Task description: In full and without deviation, reproduce the records that follow.

Data section:
= = = = = = =

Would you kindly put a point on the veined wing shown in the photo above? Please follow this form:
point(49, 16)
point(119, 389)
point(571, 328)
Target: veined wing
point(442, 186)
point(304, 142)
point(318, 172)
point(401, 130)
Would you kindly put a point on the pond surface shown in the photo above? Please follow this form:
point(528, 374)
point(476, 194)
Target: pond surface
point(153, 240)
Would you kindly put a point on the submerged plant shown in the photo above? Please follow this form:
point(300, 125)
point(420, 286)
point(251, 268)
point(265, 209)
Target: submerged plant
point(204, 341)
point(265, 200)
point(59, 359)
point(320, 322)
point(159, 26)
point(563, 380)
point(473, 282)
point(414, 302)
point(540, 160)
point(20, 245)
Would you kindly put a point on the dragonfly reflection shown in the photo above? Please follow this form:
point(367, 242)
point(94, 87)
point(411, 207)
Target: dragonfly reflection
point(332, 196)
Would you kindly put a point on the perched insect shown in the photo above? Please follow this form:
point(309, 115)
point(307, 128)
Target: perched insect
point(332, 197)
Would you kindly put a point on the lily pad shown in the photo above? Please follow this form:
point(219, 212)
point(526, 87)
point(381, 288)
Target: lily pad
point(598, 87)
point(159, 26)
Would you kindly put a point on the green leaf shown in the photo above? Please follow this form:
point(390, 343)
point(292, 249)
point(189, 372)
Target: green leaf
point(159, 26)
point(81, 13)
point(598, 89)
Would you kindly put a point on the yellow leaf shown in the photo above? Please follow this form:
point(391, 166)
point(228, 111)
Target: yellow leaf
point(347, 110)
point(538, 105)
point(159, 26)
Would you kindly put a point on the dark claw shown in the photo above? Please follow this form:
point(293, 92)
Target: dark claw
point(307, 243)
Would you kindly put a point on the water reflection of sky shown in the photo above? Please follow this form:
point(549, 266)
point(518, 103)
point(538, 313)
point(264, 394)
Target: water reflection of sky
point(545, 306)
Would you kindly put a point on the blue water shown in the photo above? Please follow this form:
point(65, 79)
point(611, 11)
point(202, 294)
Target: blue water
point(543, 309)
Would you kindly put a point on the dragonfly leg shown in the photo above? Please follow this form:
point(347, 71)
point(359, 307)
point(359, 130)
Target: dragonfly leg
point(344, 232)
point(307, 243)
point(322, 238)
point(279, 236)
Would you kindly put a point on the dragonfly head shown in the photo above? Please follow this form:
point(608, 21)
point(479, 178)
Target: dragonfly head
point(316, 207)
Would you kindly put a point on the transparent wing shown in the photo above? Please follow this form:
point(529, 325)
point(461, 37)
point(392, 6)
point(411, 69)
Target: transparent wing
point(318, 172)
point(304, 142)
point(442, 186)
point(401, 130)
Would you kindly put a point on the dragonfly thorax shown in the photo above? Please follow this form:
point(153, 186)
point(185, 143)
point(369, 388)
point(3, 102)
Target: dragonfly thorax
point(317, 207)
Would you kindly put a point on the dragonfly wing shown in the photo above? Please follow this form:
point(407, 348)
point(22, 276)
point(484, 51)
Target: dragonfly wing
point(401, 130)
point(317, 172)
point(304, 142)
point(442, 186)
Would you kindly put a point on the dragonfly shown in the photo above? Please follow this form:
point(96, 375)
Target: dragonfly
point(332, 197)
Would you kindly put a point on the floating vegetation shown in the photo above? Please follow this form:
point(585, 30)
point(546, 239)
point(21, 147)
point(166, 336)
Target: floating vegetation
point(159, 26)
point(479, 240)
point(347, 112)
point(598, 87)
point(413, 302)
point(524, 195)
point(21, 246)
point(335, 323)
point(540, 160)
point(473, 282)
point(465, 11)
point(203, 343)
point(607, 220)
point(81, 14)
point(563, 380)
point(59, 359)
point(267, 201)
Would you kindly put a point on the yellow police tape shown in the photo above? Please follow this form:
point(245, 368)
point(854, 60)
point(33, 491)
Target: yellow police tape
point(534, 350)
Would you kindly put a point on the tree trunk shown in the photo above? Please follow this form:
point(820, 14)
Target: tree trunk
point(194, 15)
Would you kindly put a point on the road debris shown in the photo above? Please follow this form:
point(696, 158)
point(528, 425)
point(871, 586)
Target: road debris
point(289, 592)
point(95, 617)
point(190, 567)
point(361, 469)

= = = = = = =

Exercise answer:
Would you kindly put a point on the veined wing shown in the photo above? Please follow this form:
point(49, 16)
point(119, 389)
point(571, 328)
Target: veined wing
point(442, 186)
point(304, 142)
point(318, 172)
point(401, 130)
Would you kindly put a point on the pond surface shown in the photo above? Please follow this form:
point(528, 374)
point(476, 194)
Target: pond surface
point(153, 240)
Would you kindly put a point on the submerged plant shown in the photo above? Please follow this form:
point(300, 125)
point(420, 286)
point(251, 268)
point(265, 209)
Target: submerged plant
point(204, 341)
point(265, 200)
point(59, 359)
point(320, 322)
point(159, 26)
point(563, 380)
point(473, 282)
point(414, 302)
point(540, 160)
point(20, 245)
Would you kindly put a point on the dragonfly reflection shown in the photo above? Please follow this form:
point(367, 242)
point(94, 87)
point(411, 207)
Target: dragonfly reflection
point(332, 196)
Would you kindly put a point on the perched insect shown in the photo above? Please follow this form:
point(309, 115)
point(307, 128)
Target: perched insect
point(332, 197)
Would you kindly put a point on the lily pad shown in the photo above? Please follow this form:
point(219, 212)
point(526, 87)
point(381, 288)
Target: lily pad
point(598, 87)
point(159, 26)
Would you kindly put a point on the green leaf shown in the photo above? Please follow this form:
point(390, 343)
point(292, 249)
point(189, 372)
Target: green leaf
point(159, 26)
point(81, 13)
point(598, 89)
Would you kindly put a point on the yellow leaf shown in the photo above? Please follow this form:
point(391, 166)
point(228, 111)
Target: yellow leaf
point(347, 110)
point(538, 105)
point(159, 26)
Would you kindly put a point on the dark claw shown in the photo above? Please follow this form:
point(293, 92)
Target: dark claw
point(307, 243)
Would you kindly put a point on the water reflection of sky shown in the photo above? Please follow this form:
point(549, 266)
point(518, 103)
point(538, 313)
point(264, 394)
Target: water reflection of sky
point(545, 306)
Would you kindly put a point on the blue water shown in the photo above? Please follow this form:
point(65, 79)
point(611, 11)
point(202, 294)
Target: blue water
point(543, 309)
Would you kindly put a point on the dragonfly leg shown in the photo above? Please follow this form:
point(347, 71)
point(359, 307)
point(359, 130)
Target: dragonfly leg
point(344, 232)
point(307, 243)
point(322, 238)
point(279, 236)
Would you kindly put a point on the dragonfly head shown in the photo above? Please follow this form:
point(608, 21)
point(479, 178)
Target: dragonfly head
point(316, 207)
Would you kindly put a point on the transparent wing shown in the photo above? Please follow this form:
point(529, 325)
point(461, 37)
point(392, 6)
point(411, 69)
Target: transparent wing
point(318, 172)
point(304, 142)
point(442, 186)
point(401, 130)
Would you kindly put a point on the dragonfly thorax shown in the photo above? Please follow this form:
point(153, 186)
point(185, 143)
point(369, 388)
point(3, 102)
Target: dragonfly thorax
point(317, 207)
Would you kindly put a point on the dragonfly wing shown in the photo above? Please follow this form:
point(407, 348)
point(22, 276)
point(484, 51)
Target: dragonfly wing
point(401, 130)
point(317, 172)
point(304, 142)
point(442, 186)
Would you kindly put a point on the dragonfly shown in the photo above? Please follow this form:
point(96, 375)
Target: dragonfly
point(332, 197)
Would you kindly put a point on the floating vegetation shown in the photo above? Please follow this form:
point(585, 30)
point(546, 239)
point(21, 147)
point(166, 336)
Target: floating vegetation
point(159, 26)
point(479, 240)
point(347, 112)
point(598, 87)
point(413, 302)
point(524, 195)
point(21, 246)
point(335, 323)
point(540, 160)
point(473, 282)
point(465, 11)
point(203, 343)
point(607, 220)
point(81, 14)
point(563, 380)
point(59, 359)
point(267, 201)
Would you kindly put a point on the yellow police tape shown in the photo above? Please follow this form:
point(245, 368)
point(854, 60)
point(33, 491)
Target: yellow police tape
point(534, 350)
Would you kindly put a point on the tree trunk shown in the photo above? Please follow this form:
point(820, 14)
Target: tree trunk
point(194, 15)
Would you kindly put a point on the road debris shown in the photo above? Please follow this form:
point(696, 158)
point(528, 425)
point(871, 586)
Target: road debris
point(289, 592)
point(95, 617)
point(190, 567)
point(361, 469)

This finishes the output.